* [SELECTED EXTRACT]
------------------------------------------------------------

But New York, more so than other places, is a city of extremes. The ups are high and the downs are low – and they come upon you suddenly. Not too long after I got here, Lehman Brothers collapsed, and then Fanny and Freddy. Friends from Colorado called to ask if people were jumping off tall buildings on Wall Street. I expected they were. And all those earnest and confident young men and women, filling their crisp suits and their sleek offices, began to disappear. First those in finance filtered out of the city, and then the architects and the real estate workers, then the lawyers. Familiar faces at events and parties would be noticeably absent. Suddenly people were going to Rutgers and Kansas City. Elizabeth moved back to Houston to live with her parents. Jimmy lost his apartment and is staying with his uncle in Delaware. NYU Law got a record number of applications this year so Tommy didn’t get in. He took a job at a restaurant in Queens.
Suddenly we weren’t quite so young or quite so entitled. Suddenly the paradise of New York was preparing to cast many of us out. Were we unworthy? Where did we go wrong? This was something that no one had prepared us for.
And I am still not prepared to leave, now that my job has ended, my lease expiring in two weeks, my next job starting in a different city, a different world. Where does one go after living in such a place? No one seems to know. Didion decided one day that she had stayed too long at the fair, and simply left. Perhaps, one day or another, that is what it is like for us all.
Perhaps the best advice on leaving the city came from a friend of mine (we’ll call him John) who has recently left himself. John had a prestigious job with Citigroup until the financial disaster, when they shed a number of high level positions, including his. He stayed in the city, applying for a number of different jobs, interviewing at dozens of places but getting no offers. Eventually he lost his apartment. He moved back to his family’s home upstate, and I didn’t see or hear much from him for about 6 months. His was the fearsome sort of story we only whispered about.
But in those months he started taking classes toward his M.B.A. and is now working on starting a small business. Several months ago he proposed to his longtime girlfriend. It seemed that his job at Citi, his large apartment, and his ambition had been the things keeping him from doing so. Last Saturday, they were married.

------------------------------------------------------------

* [PROBLEM TO WORK ON] Pick up the essay on leaving New York during the financial crisis right after its last sentence and carry it on.

* [PROVIDED MATERIAL]
------------------------------------------------------------

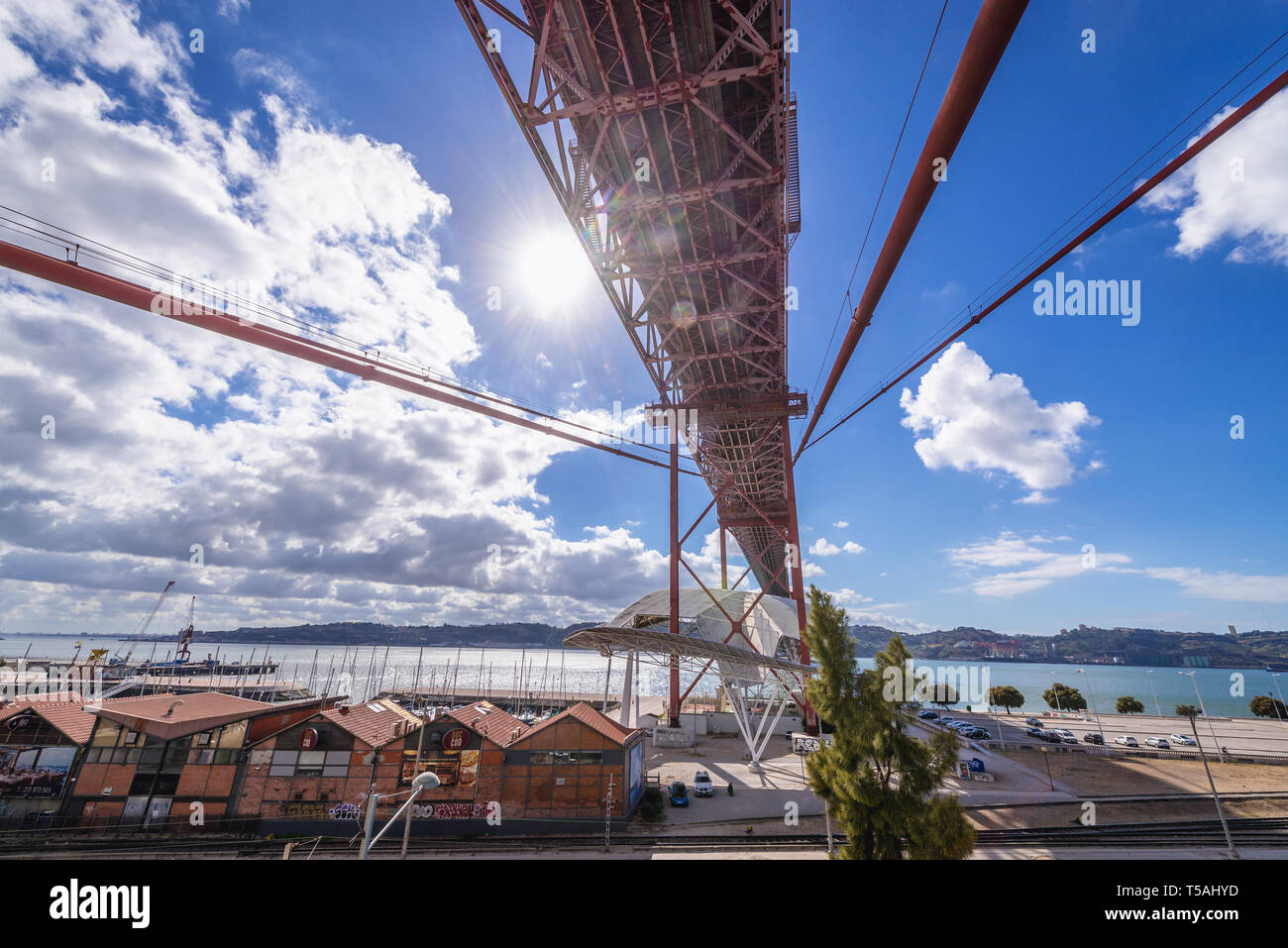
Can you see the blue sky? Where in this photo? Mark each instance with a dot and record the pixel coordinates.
(398, 107)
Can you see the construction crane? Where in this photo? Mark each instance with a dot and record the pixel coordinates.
(181, 653)
(146, 622)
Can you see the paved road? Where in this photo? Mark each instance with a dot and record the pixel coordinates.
(1239, 734)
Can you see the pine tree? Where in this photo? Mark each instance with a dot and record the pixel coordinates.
(877, 780)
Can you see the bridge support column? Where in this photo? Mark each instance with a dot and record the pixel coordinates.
(794, 539)
(674, 433)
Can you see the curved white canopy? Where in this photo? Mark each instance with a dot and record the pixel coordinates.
(771, 627)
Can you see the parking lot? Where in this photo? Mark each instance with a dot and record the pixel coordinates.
(1237, 734)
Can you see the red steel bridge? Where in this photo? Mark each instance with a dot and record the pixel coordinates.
(666, 130)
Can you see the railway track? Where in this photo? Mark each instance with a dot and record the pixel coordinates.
(1155, 835)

------------------------------------------------------------

* [RESULT]
The wedding took place at the Union Club on the Upper East Side. I sat at a table with a crisp, white table cloth and more tiers of silverware than I had any idea what to do with. The evening was presided over by the portraits of former presidents who’d been members of the club hanging on the walls. I clinked my glass with that famous movie director and writer, the one who writes such witty dialogue about detachable collars. Everyone wore immaculate clothes and talked about their important friends who do interesting things. It was one of those evenings that can only happen in New York, the kind you dream about when you learn you are coming to the city.
And yet I could not help but think about something John had said to me several months ago, when he had just gotten engaged. While we nursed our bourbons, he warned me about believing the fairy tale of New York, as he had done for so many years. There is the pressure to succeed, to have the right job and the right clothes, to have the right person on your arm, he said. And as much as I want those things, there is a difference between the demands of this city, and my actual life. And getting my life in order has made me see that those demands are kind of silly by comparison.
And so, surrounded by the portraits and the champagne in the crystal glasses and the suits and bowties and gowns, we all got up to dance. It was a scene meant to make an impression. But John was not impressed. Like Didion, he had finally seen that all the pomp and society was really just an illusion, a Xanadu where one does not live, one merely visits. He began to dance with his wife knowing that none of this was real. Except for her.